> _Textabschnitt_
Vorerst ist es nur ein Vorschlag, eine Idee. Jüdische Mitbürger haben viel in ihrer Heimatstadt geleistet - als Fabrikanten, Juristen, Ärzte oder Hopfenhändler - und als Mäzene. Mit Hilfe von moderner Museumspädagogik könnte man bedeutenden Persönlichkeiten mit Videos, Hörstationen und Texten vorstellen.

Mit der Heimatstadt beschäftigen

Doch deckt nicht das Jüdische Museum in Fürth die Geschichte des fränkischen Judentums umfassend ab? " Seit wann muss ein Nürnberger nach Fürth gehen, um etwas über Nürnberger Juden zu erfahren?", fragt Hamburger zurück. Für ihn ist die jüdische Geschichte Nürnbergs ein Thema, mit dem sich seine Heimatstadt beschäftigen sollte.


Chef der Kultusgemeinde will Zentrum für Nürnbergs jüdische Geschichte


Er steht mit dieser Meinung nicht allein, etliche Unterstützer setzen sich dafür ein. Auch Bayerns Antisemitismusbeauftragter Ludwig Spaenle sieht kein Problem: "Das beißt sich mit dem Fürther Museum überhaupt nicht. Um Nürnberg herum befasst sich eine Kette von Gemeinden wie beispielsweise Schnaittach oder Schwabach mit dem jüdischen Leben. Es kann gar nicht genug derartige Erinnerungsorte geben, ich halte den Grundgedanken unterstützenswert."

Nur Anstoßgeber, kein Projektmanager

Allerdings stellt sich die Frage, wer das ambitionierte Vorhaben angehen könne. Hamburger sieht sich lediglich als Anstoßgeber, aber nicht als Projektmanager. Umsetzen müssten die Idee andere, beispielsweise Fachleute aus dem Kulturbereich, meint er.

Im nächsten Jahr soll es bundesweit Veranstaltungen zu "1700 Jahre jüdischem Leben in Deutschland" geben. Auch das Nürnberger Stadtmuseum Fembohaus will dieses stärker in der Dauerausstellung zu verankern.

> _Aufgabenstellung_
Setzen Sie den Text über das vorgeschlagene Zentrum für Nürnbergs jüdische Geschichte im Anschluss an seinen letzten Satz fort.

> _Informationen_
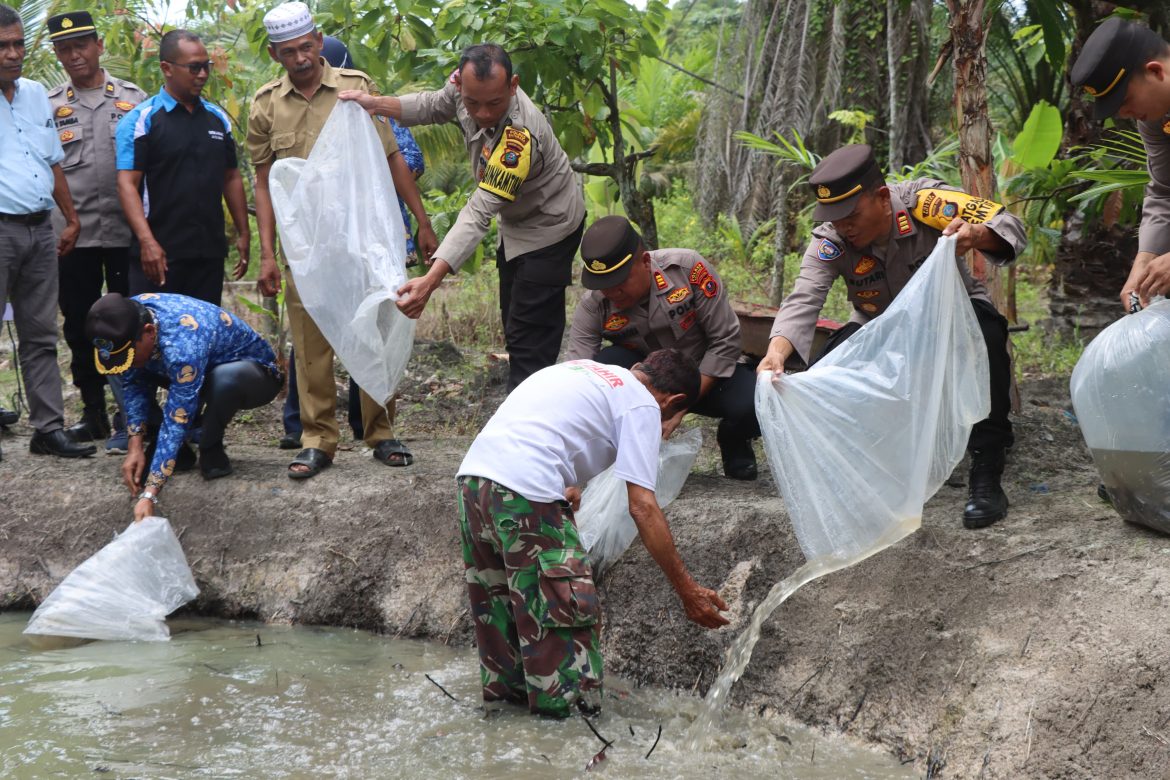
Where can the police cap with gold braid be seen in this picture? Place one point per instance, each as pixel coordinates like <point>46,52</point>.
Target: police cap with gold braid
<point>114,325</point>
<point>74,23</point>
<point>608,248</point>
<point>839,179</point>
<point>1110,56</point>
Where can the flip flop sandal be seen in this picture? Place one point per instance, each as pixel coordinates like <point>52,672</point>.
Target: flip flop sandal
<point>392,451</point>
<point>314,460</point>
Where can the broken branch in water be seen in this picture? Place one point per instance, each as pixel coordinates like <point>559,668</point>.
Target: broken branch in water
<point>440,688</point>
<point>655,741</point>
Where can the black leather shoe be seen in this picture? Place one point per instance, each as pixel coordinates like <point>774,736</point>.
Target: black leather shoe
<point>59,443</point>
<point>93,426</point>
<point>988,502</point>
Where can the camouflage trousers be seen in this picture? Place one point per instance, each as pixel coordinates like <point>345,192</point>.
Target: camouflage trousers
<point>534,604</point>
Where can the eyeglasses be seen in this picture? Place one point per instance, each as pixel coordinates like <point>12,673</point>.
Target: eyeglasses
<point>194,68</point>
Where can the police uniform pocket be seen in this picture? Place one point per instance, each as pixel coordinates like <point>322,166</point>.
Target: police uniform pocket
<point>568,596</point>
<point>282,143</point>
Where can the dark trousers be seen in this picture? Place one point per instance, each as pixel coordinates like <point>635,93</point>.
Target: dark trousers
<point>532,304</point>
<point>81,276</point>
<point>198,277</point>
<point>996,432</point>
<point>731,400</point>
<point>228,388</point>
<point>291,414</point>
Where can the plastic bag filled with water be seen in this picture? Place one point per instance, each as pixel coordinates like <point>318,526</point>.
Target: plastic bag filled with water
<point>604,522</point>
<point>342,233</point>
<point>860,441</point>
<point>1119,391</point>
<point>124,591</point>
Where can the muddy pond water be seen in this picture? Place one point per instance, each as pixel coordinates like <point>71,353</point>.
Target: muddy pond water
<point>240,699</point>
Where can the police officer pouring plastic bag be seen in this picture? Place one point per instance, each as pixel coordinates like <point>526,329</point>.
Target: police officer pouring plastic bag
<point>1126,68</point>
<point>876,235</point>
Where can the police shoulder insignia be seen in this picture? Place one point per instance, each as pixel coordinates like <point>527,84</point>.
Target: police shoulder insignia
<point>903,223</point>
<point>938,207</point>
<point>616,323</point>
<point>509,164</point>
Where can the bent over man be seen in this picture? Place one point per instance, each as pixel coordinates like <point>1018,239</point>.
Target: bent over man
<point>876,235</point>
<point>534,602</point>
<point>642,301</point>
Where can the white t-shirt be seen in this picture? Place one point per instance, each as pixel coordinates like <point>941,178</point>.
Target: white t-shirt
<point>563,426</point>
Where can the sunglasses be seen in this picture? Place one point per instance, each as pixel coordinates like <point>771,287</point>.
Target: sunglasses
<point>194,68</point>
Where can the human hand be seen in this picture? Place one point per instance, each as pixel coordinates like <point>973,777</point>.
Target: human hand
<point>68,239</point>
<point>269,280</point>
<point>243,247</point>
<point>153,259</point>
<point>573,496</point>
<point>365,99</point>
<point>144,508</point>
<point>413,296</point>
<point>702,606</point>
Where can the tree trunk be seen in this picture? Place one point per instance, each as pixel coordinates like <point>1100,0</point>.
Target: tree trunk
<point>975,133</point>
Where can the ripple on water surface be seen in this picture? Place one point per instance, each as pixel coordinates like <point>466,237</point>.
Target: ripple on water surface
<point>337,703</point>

> _Antwortbereich_
Jüdische Gemeinde will neuen Begegnungsort in Nürnberg

© Stefan Hippel/NNZ

So werden Exponate mit entsprechendem Bezug deutlicher herausgestellt - wie ein Bild des bekannten, jüdischen Malers Max Liebermann, das Nürnberg in der Weimarer Republik angeschafft hatte. Oder die Pickertsche Küche sowie Skulpturen dieses jüdischen Sammlers und Mäzens. Oder auch das Stadtmodell aus den späten 1930er Jahren, das anstatt der jüdischen Hauptsynagoge an der Pegnitz nur eine große Leerstelle zeigt: Die Nationalsozialisten hatten das Gotteshaus damals bereits zerstört.

Jüdisches Leben sichtbarer machen

"Die Erzählung über jüdische Bürger als Bürger Nürnbergs orientiert sich unmittelbar an unseren Ausstellungsstücken", sagt Evelyn Reitz, Leiterin des Fembohauses. Sie will sich mit der IKGN absprechen, wie man darüber hinaus Zeugnisse jüdischen Lebens im Stadtgebiet sichtbarer machen kann.

Hamburger sind allerdings vereinzelte Schilder oder Tafeln zur Erklärung zu wenig. Ihm schwebt ein zentraler Begegnungsort vor. Ziel ist, Antisemitismus entgegenzuwirken sowie Hass und Vorurteile durch Aufklärung zu bekämpfen. "Es ist eine Schande, dass Nürnberg so etwas bis heute nicht hat", merkt er an.

Die Stadt habe 2003 ein Konzept erarbeitet, erinnert sich Hamburger. Doch es sei in der Schublade geblieben. "Wir Juden waren immer Teil dieses Landes", meint der IKGN-Vorsitzende, diese Kontinuität wolle man trotz aller Pogrome, Verfolgungen und Vernichtungen zeigen.

Was ist jüdisches Leben heute?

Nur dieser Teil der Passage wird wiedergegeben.